Segment Open

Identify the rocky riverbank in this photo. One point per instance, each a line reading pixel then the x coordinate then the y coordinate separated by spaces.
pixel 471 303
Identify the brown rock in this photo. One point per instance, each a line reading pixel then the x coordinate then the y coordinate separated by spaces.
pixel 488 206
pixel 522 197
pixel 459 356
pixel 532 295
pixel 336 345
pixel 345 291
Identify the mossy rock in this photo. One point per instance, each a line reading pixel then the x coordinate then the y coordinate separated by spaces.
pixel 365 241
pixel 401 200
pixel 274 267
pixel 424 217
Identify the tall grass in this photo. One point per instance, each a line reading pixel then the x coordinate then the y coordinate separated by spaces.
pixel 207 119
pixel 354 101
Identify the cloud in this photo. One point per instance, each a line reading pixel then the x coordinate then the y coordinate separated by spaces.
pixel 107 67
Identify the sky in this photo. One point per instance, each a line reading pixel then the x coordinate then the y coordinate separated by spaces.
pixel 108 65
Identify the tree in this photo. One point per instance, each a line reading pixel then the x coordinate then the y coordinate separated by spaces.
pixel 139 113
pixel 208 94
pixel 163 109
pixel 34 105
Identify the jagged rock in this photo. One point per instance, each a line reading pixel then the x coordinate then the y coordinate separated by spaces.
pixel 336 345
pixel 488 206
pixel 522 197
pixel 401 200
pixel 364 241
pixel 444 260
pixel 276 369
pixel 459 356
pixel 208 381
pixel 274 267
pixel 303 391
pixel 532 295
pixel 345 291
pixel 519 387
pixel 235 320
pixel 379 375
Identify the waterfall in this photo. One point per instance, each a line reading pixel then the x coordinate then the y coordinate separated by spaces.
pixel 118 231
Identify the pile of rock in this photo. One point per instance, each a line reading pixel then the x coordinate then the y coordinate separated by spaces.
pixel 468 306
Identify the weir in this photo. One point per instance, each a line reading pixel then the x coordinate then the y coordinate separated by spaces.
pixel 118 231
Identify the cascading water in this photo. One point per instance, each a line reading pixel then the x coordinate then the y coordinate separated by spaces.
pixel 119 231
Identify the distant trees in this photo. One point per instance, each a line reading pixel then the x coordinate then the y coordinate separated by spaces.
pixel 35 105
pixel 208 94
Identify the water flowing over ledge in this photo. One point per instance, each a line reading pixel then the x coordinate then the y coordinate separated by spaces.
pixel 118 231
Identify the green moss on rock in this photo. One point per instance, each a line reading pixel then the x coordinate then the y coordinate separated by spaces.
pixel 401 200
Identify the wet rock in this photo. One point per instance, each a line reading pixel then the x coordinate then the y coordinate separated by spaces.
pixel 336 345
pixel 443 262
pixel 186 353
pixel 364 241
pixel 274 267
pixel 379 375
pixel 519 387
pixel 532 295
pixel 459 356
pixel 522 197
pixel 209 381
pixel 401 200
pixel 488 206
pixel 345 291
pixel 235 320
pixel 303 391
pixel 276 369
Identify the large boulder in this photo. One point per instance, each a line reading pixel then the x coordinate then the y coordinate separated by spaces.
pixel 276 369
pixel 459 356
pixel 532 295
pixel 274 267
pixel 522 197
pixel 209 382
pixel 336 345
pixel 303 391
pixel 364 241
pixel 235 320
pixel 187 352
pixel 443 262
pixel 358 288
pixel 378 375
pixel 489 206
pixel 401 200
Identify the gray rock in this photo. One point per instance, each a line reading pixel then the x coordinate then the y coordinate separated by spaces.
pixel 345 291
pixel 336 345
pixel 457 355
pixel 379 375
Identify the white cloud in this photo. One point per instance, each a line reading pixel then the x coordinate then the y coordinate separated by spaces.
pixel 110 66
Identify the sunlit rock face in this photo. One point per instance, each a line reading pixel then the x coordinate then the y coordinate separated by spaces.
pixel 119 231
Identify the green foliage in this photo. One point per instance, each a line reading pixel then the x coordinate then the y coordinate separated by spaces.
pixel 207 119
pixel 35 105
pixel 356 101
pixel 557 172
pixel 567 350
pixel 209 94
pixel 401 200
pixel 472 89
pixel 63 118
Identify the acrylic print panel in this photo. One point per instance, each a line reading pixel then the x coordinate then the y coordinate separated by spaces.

Segment Closed

Your assignment: Lines from the one that contains "Identify the sunlit" through the final line of the entries must be duplicated exactly, and no other lines.

Response:
Identify the sunlit rock face in this photo. One point per instance, each a line reading pixel then the x coordinate then the y coordinate separated by spaces.
pixel 119 231
Identify the green foliage in this photo. One point per instance, each a line reading pixel then the x coordinate then the y coordinate separated by spaces.
pixel 207 119
pixel 35 105
pixel 356 101
pixel 557 172
pixel 567 350
pixel 209 94
pixel 401 200
pixel 472 89
pixel 63 118
Identify the acrylic print panel in this photo. One point per instance, each a line reading pixel then the x coordinate then the y coordinate separated by spaces.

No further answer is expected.